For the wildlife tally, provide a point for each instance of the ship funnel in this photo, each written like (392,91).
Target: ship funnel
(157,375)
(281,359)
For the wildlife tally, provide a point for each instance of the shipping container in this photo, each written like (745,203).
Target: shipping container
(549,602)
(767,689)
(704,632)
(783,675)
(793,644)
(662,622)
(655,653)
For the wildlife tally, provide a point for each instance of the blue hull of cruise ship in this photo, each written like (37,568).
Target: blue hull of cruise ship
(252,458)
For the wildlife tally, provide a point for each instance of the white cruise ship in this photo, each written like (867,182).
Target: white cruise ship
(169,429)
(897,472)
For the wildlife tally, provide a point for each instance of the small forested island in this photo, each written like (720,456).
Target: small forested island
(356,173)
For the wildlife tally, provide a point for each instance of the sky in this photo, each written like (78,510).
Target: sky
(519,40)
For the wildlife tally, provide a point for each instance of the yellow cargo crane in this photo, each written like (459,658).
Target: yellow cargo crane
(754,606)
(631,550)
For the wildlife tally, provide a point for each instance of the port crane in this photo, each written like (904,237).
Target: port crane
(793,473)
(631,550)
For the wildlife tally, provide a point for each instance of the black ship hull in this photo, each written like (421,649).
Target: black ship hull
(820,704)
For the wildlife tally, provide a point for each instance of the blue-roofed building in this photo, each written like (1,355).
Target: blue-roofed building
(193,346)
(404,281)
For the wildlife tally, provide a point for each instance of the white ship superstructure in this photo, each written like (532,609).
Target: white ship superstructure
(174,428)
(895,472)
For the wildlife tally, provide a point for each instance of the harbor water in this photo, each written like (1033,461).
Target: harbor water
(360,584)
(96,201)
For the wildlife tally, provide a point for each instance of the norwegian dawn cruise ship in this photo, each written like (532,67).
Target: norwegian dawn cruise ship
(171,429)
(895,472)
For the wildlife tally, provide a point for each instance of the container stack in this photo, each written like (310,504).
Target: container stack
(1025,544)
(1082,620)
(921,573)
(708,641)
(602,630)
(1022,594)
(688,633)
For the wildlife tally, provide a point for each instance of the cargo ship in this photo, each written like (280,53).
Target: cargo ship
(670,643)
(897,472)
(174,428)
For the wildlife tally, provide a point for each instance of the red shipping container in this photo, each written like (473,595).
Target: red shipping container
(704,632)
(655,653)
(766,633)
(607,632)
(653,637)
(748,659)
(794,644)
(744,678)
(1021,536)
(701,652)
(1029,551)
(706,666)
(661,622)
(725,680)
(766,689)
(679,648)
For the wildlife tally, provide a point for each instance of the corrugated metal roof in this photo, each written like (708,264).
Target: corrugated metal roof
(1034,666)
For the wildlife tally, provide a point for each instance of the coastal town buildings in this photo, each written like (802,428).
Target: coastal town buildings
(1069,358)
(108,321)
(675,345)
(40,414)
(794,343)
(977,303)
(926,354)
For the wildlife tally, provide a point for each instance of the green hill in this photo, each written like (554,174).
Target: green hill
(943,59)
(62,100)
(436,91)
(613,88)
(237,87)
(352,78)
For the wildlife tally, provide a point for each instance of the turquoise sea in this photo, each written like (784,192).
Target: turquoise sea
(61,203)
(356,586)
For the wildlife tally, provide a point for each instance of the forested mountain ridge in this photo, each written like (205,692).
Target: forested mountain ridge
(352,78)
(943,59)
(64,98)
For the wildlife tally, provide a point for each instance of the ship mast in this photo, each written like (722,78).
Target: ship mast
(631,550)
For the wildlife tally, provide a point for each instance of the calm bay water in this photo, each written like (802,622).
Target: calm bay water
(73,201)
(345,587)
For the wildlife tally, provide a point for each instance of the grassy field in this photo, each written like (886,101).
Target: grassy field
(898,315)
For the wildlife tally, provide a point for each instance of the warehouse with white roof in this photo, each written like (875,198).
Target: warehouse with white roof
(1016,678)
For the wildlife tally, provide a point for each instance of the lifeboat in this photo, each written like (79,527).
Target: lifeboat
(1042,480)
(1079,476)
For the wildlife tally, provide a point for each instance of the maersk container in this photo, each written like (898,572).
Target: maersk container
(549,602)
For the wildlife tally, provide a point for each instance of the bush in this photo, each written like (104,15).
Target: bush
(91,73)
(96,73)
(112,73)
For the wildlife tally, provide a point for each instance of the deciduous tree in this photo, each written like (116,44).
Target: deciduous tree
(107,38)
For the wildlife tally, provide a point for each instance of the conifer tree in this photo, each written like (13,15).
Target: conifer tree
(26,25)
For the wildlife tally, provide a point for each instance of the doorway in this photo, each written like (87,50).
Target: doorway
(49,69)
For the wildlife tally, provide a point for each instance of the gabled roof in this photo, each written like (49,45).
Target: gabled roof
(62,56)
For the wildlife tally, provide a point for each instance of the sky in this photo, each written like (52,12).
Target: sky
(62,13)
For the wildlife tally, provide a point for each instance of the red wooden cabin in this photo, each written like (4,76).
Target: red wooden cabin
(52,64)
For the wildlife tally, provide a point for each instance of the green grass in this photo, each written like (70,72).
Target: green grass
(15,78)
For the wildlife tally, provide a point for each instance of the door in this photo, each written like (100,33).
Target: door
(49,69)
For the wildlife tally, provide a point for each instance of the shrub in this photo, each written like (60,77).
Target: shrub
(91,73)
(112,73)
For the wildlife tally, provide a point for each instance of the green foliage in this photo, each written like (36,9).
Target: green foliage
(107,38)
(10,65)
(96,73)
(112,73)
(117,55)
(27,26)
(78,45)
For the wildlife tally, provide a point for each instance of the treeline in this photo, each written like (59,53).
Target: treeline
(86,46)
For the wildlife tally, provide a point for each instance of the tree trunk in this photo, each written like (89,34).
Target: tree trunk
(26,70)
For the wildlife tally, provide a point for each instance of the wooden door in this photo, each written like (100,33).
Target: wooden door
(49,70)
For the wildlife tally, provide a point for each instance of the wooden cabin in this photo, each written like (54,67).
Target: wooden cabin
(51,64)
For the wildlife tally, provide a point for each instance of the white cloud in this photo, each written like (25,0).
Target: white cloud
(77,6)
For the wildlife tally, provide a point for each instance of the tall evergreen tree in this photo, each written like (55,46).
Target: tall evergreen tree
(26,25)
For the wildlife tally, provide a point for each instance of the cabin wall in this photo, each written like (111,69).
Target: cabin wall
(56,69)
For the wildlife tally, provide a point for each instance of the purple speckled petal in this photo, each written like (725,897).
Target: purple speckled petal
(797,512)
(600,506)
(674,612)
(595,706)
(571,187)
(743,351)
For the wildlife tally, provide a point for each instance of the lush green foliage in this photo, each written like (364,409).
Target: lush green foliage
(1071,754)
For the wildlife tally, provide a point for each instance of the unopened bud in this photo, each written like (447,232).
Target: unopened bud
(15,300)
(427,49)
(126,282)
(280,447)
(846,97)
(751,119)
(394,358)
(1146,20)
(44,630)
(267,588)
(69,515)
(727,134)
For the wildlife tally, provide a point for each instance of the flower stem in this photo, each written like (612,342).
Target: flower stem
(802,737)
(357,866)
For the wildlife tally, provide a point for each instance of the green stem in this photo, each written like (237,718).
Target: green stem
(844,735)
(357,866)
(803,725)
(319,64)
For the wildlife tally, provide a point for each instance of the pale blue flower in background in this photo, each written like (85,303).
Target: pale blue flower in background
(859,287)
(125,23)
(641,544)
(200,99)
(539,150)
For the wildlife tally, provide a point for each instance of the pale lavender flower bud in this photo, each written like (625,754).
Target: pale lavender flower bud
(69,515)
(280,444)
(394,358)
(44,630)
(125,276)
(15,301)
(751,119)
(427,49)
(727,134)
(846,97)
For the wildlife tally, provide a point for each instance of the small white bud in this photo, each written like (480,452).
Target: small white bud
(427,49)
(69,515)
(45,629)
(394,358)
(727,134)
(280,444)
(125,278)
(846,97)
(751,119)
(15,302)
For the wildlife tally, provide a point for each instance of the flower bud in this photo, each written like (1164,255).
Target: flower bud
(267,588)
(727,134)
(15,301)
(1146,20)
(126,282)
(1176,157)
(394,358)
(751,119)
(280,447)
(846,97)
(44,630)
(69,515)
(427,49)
-.-.-
Problem details:
Could you transcribe the entries above word for word, from the line with "Target: cabin wall" down to the line with "written like (1164,255).", keeping both?

Exercise response:
Target: cabin wall
(56,69)
For the wildlife tally, provide a point for each instance of the purple speckled petal in this photo, each written like (725,897).
Target: purple speckled petal
(797,512)
(600,506)
(674,612)
(595,706)
(571,187)
(743,351)
For the wildlife tally, provide a point for each instance of the lush green foliage in this photo, each written like (364,409).
Target: lush green foliage
(1071,754)
For the wildlife tally, provide a point for each instance of the unopened bud in this photo, each written like (447,232).
Target: unopened bud
(15,300)
(427,49)
(126,282)
(280,447)
(846,97)
(751,119)
(394,358)
(1146,20)
(44,630)
(267,588)
(69,515)
(727,134)
For the wildlife tally, provide a point for each instance of the flower stem in this photo, each written like (612,342).
Target: flower stem
(802,737)
(357,866)
For the wildlife tally, provide a point for each instance of the green stem in this photo, each written like (237,718).
Target: green stem
(844,735)
(357,866)
(803,725)
(319,64)
For the wildlife tally, provide a point for each instance of the pale blue flower in background in this photo, each written like (85,303).
Target: pale blue flower in background
(859,287)
(125,23)
(641,544)
(200,99)
(539,150)
For the wildlife tally, provide a point for each instance of the pale lavender flower bud in this photo, each written like (625,754).
Target: pale lavender flower bud
(69,515)
(280,444)
(394,358)
(44,630)
(125,276)
(15,301)
(751,119)
(427,49)
(727,134)
(846,97)
For the wildlife tally, provide a point for each instance of the small white bud in this photo, each written like (480,452).
Target: small white bud
(427,49)
(69,515)
(45,629)
(394,358)
(727,134)
(280,444)
(125,278)
(846,97)
(751,119)
(15,302)
For the wildlife tally, provide a point for each instance of the flower bud in this photo, each written like (1164,255).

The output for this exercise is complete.